> _Stated problem 1_
Pull out each line of the records that contains the string "navy", treating case as significant.

> _Selected extract_
My favorite pb edition of the novel
though I own the early Eighties ed.
by Quill, where series editor
Otto Penzler gives himself a bio
on the front endpaper right below
the author's bio.  Modest, huh?

Night of the Jabberwock (1950)

This one made the rounds of the blogosphere pretty broadly a few years back.  I think the fantastical, Carrian/Queenish plot elements had special appeal for people.  But there's a grounding presence of smalltown realism too at the novel's core.  

Born in 1906, Fred Brown grew up in Cincinnati, Ohio and began his crime writing career while living in Milwaukee, Wisconsin, but his own family background was very much that of smalltown Ohio.  His father Karl was a cog in some highly questionable Cincinnati businesses but his grandfather Waldo was a prominent agriculturist and newspaper farm page editor and his uncle Linn was also a small-town newspaperman.  

The elder Browns all hailed from the little pastoral college town of Oxford, Ohio, about forty miles from Cincinnati, which at the time Fred was growing up had a population in the 2000s.  

Although Brown calls the small town in Night of the Jabberwock "Carmel City" and Bill Pronzini, who has written some perceptive stuff on the author, has stated that it's in Indiana, I suspect Carmel City is really based substantially on Oxford, Ohio.  There is also a Mount Carmel in Ohio, not far from Cincinnati.  A lot of Brown's settings are indeterminately located somewhere in the Midwest.  

Fred's Uncle Linn's modest frame house in Oxford (left)

In any event, Brown in Jabberwock offers a charming small-town portrait--charming, that is, until bizarre and deadly things start to happen.  People have compared the novel, in terms of its surreal aspects, to Joel Townsley Rogers' mystery The Red Right Hand, but you might also be reminded of Ray Bradbury's dark fantasy novel Something Wicked This Way Comes, which in the early Eighties was made into a not very good film with a terrific movie poster and performance by Jonathan Pryce.  There's even a bit of noirist Jim Thompson (predating), with a particularly venal and vicious small-town sheriff.

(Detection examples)
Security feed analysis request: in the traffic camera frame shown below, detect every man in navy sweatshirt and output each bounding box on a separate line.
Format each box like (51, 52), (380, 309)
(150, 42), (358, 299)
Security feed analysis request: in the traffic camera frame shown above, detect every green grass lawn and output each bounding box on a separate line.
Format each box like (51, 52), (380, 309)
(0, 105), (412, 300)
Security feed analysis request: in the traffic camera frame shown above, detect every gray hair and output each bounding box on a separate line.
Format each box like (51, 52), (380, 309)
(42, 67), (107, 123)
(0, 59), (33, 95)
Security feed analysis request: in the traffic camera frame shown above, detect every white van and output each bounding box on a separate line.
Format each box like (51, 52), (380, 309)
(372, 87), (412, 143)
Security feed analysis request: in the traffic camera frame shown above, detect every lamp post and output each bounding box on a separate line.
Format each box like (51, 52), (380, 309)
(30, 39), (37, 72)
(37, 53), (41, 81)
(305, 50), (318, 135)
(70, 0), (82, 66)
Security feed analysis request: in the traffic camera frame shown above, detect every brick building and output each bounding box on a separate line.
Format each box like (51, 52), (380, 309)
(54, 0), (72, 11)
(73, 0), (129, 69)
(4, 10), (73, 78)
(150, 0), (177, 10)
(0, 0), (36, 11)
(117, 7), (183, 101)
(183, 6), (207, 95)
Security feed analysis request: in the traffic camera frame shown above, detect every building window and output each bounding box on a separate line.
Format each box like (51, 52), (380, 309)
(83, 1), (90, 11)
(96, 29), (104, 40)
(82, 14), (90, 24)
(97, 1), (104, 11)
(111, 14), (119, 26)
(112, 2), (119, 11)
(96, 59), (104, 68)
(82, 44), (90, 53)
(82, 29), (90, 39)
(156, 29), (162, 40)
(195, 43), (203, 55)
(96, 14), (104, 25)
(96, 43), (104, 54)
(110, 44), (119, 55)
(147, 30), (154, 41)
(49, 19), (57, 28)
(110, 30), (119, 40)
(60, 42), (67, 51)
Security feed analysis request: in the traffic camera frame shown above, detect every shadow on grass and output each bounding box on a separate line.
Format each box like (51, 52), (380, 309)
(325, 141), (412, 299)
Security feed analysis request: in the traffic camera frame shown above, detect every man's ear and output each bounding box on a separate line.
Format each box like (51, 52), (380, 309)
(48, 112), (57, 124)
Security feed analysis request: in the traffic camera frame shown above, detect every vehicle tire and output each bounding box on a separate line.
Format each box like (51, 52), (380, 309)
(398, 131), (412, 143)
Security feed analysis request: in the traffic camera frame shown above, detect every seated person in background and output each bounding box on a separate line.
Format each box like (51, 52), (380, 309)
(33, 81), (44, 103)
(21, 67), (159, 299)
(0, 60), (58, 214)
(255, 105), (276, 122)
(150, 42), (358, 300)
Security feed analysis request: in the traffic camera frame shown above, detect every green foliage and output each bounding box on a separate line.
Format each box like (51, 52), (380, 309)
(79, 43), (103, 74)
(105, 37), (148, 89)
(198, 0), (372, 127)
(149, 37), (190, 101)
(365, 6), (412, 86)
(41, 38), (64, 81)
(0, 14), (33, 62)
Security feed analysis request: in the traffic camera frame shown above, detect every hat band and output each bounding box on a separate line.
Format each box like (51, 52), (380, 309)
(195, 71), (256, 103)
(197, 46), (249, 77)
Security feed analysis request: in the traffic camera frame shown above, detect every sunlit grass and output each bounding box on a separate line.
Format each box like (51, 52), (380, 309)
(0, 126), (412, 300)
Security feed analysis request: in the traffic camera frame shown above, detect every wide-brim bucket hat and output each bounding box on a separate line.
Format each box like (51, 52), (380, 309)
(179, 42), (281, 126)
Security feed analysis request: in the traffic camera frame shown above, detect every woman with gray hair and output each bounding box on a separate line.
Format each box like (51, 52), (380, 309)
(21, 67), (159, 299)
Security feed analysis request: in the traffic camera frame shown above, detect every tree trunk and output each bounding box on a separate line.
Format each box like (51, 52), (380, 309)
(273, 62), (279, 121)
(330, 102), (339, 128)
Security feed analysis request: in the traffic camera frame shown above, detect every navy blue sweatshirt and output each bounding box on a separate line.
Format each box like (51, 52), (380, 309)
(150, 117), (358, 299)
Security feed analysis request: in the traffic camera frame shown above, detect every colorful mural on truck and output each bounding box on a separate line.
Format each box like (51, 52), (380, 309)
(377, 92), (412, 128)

> _Stated problem 2_
For each statement, say yes or no to whether the post on Night of the Jabberwock agrees, quoting the words of the post that settle it: (a) Fred Brown was born in 1906; (b) Brown began his crime writing career while living in Cincinnati; (c) Oxford, Ohio lies about forty miles from Cincinnati.

> _Reply 1_
Security feed analysis request: in the traffic camera frame shown below, detect every man in navy sweatshirt and output each bounding box on a separate line.
Security feed analysis request: in the traffic camera frame shown above, detect every navy blue sweatshirt and output each bounding box on a separate line.

> _Reply 2_
(a) Yes: "Born in 1906, Fred Brown grew up in Cincinnati, Ohio"
(b) No: "began his crime writing career while living in Milwaukee, Wisconsin"
(c) Yes: "Oxford, Ohio, about forty miles from Cincinnati"